SOURCE PASSAGE —
'''
We are not trained diplomats or peacemakers. Although we arrived in the Niger Delta to make a documentary about this moment, we find ourselves now compelled to speak out b because nobody else seems to be doing so. International intervention may now be the only way to stop the beginning of a protracted and bloody struggle that costs many lives, further degrades the quality of life in the Delta (and turns ever more people here against the central government) and threatens the region’s vital oil exports at a time when interruptions of supplies from Alaska have already created a crisis in supply and price.
We do not presume to have all the answers to a conflict that is complex and longstanding. As filmmakers we are, however, good listeners. The following is a list of issues we have heard most loudly from the stakeholders of this region. Our intention is to send this document to representatives of each of these groups inside Nigeria, as well as the people and groups internationally who may already be engaged with Niger Delta issues and solutions, or who should be compelled to engage.
We have also tapped an extensive network of connections to contact U.S. senators regarding calling for peace talks. We are attempting to bring media attention to this unfolding story, to shift the focus from kidnapping and violent response to the potential for bringing the parties together for peace negotiations.
We believe this juncture is a critical window of opportunity to forestall what is now a real and imminent threat of protracted violence. There needs to be an international force to stand between the combatants. And there needs to be negotiations with all parties given equal power in coming to the table to discuss solutions. The grievances of the people of the Delta are real and they will not go away. This time, they must be dealt with fairly because the people of the Delta will not accept anything else.
The issues
Definition of issues requires depth rather than general, blanket statements. The international community doesn’t understand the history, complexities and subtleties operating in the Delta, so it would be difficult to fully grasp the implications of statements like “resource control,” “self-determination” and “demilitarize the region.” To move forward effectively, there needs to be as much specificity as possible around each discussion point.
1. Demilitarization of the Niger Delta.
- A step-by-step process is needed, starting with a signed agreement that includes an outline of incremental steps.
- Experienced third parties should be called in to help draft a specific and detailed plan, including timeline; transitional and final percentages of military, state, private security, locals; etc.
- The plan should be presented as requests/recommendations, rather than demands.
- It is important to include the recognition that de facto occupation of the riverine areas by the JTF has in effect caused the level of threat of armed conflict—simple withdrawal won’t solve the underlying issues.
- Examine test cases of communities that have less military guard, for example Oporoza. How did this come about? Why is it working better than heavily militarized areas? Look at successful demilitarization elsewhere in the world, for example Northern Ireland, New York City. Look at Joel Bisina’s (NGO Niger Delta Professionals for Development) work with Chevron training locals for non-armed security. This works because of relationships/connections: for example, locals will be in a position to spot and tip off about someone on their way to do bunkering. They don’t need a weapon—can just make a phone call.
- The Nigerian federal government needs to be accountable to due process when criminality is suspected. Nigerian democracy has not fully transitioned from military rule and must do so to de-escalate the Delta situation. Oil companies should be applying pressure to do this.
2. Reframing of the resource control conversation.
- Increasing the derivation percentage to 25% doesn’t get at the root cause of the problem. Clearly the 13% allocation isn’t working. Increasing the number before solving the bigger issue won’t help. It distracts attention and even if granted, probably won’t get more money into the communities. In fact, it will make the rich and corrupt even richer.
- Continuing the percentage argument first will also tend to fuel the power struggle between north and south.
'''
TASK REQUIREMENTS —
A: In the Niger Delta passage, which community is named as an example of one with less military guard?
B: Repeat the Niger Delta passage from "- A step-by-step" to "security, locals; etc.".

Excerpt from a dataset:
'''
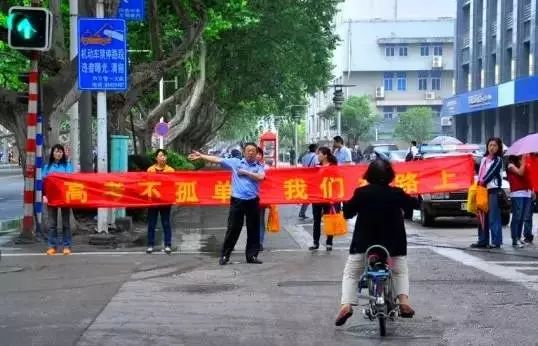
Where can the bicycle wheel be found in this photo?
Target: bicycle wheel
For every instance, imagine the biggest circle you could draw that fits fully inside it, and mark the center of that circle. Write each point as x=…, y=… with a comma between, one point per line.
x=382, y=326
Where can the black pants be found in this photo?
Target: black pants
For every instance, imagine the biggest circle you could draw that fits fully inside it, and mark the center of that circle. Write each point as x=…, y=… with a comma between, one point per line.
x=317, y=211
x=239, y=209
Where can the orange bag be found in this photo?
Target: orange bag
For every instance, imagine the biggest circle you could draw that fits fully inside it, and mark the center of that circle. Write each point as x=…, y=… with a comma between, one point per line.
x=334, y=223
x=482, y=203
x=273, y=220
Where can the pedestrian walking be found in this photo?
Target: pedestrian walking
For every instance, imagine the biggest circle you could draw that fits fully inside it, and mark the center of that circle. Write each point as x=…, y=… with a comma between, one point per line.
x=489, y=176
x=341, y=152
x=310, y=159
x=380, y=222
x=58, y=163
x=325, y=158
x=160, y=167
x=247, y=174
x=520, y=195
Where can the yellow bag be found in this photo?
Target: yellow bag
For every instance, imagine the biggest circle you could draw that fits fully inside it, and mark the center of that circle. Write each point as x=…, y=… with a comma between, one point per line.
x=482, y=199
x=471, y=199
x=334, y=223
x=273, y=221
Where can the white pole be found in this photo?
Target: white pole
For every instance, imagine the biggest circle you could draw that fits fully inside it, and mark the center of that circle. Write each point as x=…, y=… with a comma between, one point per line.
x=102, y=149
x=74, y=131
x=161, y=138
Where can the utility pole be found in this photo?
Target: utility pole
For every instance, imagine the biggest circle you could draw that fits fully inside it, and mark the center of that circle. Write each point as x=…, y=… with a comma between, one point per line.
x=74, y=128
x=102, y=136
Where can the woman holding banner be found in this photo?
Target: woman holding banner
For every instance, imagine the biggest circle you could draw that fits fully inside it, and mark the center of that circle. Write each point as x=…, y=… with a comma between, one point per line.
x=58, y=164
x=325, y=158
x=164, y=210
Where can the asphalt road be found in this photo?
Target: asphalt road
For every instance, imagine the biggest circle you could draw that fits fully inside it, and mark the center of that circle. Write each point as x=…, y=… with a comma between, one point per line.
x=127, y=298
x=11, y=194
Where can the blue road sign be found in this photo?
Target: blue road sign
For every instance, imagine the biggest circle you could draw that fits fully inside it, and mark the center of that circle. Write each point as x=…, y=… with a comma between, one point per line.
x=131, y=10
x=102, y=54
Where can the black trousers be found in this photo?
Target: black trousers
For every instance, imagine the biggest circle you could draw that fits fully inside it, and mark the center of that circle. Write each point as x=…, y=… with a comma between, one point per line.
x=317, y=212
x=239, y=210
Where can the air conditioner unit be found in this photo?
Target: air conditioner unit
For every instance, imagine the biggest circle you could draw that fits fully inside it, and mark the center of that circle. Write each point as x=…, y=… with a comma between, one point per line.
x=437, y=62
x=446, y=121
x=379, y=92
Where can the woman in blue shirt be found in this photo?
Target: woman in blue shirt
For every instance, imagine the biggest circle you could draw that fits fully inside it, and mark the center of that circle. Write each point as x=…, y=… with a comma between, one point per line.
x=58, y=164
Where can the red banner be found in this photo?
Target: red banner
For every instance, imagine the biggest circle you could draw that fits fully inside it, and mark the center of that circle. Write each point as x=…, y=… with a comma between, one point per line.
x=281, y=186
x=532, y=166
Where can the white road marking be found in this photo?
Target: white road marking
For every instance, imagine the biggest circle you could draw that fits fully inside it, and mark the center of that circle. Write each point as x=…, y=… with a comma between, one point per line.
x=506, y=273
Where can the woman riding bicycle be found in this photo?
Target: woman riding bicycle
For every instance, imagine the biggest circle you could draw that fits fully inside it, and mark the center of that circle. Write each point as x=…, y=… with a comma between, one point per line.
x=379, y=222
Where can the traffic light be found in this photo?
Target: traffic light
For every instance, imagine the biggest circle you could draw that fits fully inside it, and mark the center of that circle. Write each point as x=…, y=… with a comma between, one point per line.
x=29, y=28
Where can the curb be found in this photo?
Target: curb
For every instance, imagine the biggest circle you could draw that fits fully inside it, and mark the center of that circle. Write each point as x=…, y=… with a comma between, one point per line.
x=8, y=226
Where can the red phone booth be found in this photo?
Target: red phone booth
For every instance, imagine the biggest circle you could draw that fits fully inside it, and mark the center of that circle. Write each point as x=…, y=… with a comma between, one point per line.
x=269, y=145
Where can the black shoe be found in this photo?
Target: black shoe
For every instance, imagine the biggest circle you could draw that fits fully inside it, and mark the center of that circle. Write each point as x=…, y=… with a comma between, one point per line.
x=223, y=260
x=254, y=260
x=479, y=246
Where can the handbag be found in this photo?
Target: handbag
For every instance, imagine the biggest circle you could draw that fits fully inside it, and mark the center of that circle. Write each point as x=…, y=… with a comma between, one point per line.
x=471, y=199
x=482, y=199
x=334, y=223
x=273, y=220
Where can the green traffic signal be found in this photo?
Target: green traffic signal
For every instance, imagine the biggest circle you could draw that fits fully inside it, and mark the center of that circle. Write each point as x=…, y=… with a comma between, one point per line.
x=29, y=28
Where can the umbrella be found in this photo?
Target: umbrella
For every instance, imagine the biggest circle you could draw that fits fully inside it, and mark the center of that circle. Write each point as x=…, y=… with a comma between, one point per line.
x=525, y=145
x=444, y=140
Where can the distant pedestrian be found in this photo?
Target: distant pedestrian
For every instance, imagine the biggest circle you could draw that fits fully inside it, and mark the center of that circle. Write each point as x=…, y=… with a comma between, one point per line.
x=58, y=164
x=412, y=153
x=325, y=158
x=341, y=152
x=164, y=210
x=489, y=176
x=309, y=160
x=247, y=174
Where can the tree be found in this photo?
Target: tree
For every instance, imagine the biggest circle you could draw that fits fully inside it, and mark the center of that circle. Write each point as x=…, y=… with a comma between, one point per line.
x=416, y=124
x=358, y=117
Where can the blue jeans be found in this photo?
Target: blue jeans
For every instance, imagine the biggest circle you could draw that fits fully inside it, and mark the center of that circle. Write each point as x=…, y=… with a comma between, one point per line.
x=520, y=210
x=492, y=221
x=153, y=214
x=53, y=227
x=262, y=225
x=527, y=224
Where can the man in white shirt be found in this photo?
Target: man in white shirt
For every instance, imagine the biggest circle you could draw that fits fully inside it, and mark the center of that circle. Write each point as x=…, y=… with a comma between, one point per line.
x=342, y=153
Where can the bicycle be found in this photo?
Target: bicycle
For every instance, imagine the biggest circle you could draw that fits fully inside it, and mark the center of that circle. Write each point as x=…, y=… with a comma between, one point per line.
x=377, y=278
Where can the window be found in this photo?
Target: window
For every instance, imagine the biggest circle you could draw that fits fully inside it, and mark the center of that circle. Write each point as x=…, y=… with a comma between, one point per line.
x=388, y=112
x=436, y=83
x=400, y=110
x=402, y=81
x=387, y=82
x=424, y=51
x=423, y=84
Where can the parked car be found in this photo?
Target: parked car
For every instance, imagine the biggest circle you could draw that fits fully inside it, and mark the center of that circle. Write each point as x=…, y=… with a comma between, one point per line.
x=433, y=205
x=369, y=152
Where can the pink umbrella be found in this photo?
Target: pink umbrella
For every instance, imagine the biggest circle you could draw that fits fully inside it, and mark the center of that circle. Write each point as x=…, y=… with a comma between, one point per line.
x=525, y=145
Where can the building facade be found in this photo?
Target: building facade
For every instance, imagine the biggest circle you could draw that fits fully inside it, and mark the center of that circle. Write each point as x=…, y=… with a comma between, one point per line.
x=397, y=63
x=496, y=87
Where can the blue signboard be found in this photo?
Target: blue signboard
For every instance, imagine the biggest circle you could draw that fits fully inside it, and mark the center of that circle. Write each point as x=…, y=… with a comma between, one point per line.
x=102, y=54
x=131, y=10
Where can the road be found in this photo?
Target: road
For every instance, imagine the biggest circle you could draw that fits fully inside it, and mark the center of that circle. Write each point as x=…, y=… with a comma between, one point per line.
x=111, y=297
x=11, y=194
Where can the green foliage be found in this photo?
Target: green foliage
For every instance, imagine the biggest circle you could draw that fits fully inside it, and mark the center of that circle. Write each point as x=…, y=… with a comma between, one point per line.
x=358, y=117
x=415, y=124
'''
OUTPUTS BY TASK —
A: Oporoza

B:
- A step-by-step process is needed, starting with a signed agreement that includes an outline of incremental steps.
- Experienced third parties should be called in to help draft a specific and detailed plan, including timeline; transitional and final percentages of military, state, private security, locals; etc.